- **DOCUMENT EXTRACT**:
Above all, I thought of Wifredo Lam’s hieratic and sinister Altar for La Chevelure de Falmer exhibited in 1947 but not illustrated in Waldberg’s book, and certain images from a television programme called The Debussy Film (1965). It was an unquestioned axiom of dogma, a basic tenet of theory, that every utterance and written word by Antonin Artaud was ‘intrinsically Convulsive’ and ditto Marcel Duchamp. The same was true of every move and gesture by Conrad Veidt in the (‘totally Convulsive’) role of Cesare the Somnambulist or, more obscurely, as the eponymous student in The Student of Prague.
But of course, wishing, for obvious reasons, to elevate some film star or super-model to iconic status, most of us, inspired by The Phantom Of Sex Appeal, undoubtedly defined Convulsive Beauty in the context of ‘the internal (or, sometimes, ‘infernal’) feminine’. Candidates for this iconic role would include Charlotte Rampling for her portrayal of the doomed Elizabeth Thallman in Visconti’s The Damned (1968) or – very seriously – Fenella Fielding; and not just for her appearance as Valeria Watt in Carry On Screaming (1966). There was a positive mania for this kind of nomination with candidates ranging from Louise Brooks to Elsa Lanchester, Veronica Lake, Barbara Steele, Verushka, Jean Shrimpton, (not Twiggy) and Catherine Deneuve. One image, of the model Donyale Luna in Qui etes-vous Polly Maggoo?, became the ultimate icon, although a ‘Convulsive moment’ from Fortunata’s dance (Magali Noel in Fellini Satyricon) was also a close contender. At that time I had not seen a film called The Flesh and the Fiends or, without hesitation, I would have added the names of Billie Whitelaw to the list.

[Point placement records]

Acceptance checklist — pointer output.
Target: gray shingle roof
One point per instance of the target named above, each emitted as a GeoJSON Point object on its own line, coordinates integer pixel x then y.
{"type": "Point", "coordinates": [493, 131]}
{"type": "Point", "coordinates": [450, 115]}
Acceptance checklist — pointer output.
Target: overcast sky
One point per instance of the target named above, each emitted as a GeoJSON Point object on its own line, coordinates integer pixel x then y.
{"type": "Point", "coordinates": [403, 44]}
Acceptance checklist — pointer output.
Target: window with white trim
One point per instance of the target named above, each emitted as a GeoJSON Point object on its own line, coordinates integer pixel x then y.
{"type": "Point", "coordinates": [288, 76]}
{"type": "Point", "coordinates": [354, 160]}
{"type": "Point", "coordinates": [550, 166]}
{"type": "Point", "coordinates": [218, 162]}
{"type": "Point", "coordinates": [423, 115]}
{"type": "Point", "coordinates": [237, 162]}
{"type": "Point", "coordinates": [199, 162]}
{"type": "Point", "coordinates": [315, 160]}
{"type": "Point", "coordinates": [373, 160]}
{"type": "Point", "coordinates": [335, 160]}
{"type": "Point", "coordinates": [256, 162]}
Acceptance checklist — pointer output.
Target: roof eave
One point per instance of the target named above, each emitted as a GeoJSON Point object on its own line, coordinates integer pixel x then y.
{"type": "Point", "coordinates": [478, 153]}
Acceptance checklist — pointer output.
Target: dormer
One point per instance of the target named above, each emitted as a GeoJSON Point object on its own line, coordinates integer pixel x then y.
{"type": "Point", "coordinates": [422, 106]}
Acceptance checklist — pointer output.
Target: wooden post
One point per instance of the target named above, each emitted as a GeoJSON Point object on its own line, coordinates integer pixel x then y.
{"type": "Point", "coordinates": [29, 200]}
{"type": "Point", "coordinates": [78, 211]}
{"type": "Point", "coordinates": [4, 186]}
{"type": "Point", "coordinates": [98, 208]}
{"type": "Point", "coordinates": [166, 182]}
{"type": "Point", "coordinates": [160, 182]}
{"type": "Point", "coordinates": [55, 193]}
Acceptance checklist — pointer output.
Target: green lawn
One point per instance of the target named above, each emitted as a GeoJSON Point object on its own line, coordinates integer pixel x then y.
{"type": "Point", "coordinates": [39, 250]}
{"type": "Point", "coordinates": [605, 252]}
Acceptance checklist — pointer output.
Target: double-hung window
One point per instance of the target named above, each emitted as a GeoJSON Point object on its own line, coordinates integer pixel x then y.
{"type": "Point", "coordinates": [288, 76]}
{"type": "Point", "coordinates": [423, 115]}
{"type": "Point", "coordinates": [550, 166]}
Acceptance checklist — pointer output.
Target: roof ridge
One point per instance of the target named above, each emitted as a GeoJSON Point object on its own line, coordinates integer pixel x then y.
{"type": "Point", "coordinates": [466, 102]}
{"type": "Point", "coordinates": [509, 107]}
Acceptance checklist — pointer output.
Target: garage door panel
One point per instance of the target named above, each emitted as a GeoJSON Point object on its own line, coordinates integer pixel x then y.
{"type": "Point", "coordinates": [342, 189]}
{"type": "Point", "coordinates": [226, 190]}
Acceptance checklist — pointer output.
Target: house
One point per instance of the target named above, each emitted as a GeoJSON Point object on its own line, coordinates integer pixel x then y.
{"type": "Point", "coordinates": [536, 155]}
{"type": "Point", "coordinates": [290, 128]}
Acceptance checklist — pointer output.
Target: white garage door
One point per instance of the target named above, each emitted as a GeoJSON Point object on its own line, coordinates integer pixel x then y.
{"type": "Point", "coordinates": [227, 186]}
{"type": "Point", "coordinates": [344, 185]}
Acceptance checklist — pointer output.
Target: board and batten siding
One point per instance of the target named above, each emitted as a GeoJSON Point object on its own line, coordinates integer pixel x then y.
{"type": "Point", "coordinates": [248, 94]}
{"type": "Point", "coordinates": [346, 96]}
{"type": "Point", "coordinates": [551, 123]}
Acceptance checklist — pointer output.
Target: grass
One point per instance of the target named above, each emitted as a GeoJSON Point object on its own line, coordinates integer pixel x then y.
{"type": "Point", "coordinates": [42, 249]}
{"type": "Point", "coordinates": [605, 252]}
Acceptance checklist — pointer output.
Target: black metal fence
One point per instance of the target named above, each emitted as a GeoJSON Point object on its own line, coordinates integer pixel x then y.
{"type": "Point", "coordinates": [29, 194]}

- **DIRECTIVES**:
A. Give each film title in the passage on Convulsive Beauty that has a year in parentheses after it, along with that year.
B. According to the passage on Convulsive Beauty, why was Billie Whitelaw not among the names nominated at that time?
Work from the passage on Convulsive Beauty alone, not from the entries.

- **ANSWERS**:
A. The Debussy Film (1965); The Damned (1968); Carry On Screaming (1966)

B. At that time the writer had not yet seen The Flesh and the Fiends. Otherwise, the writer says, Billie Whitelaw would have been added to the list without hesitation.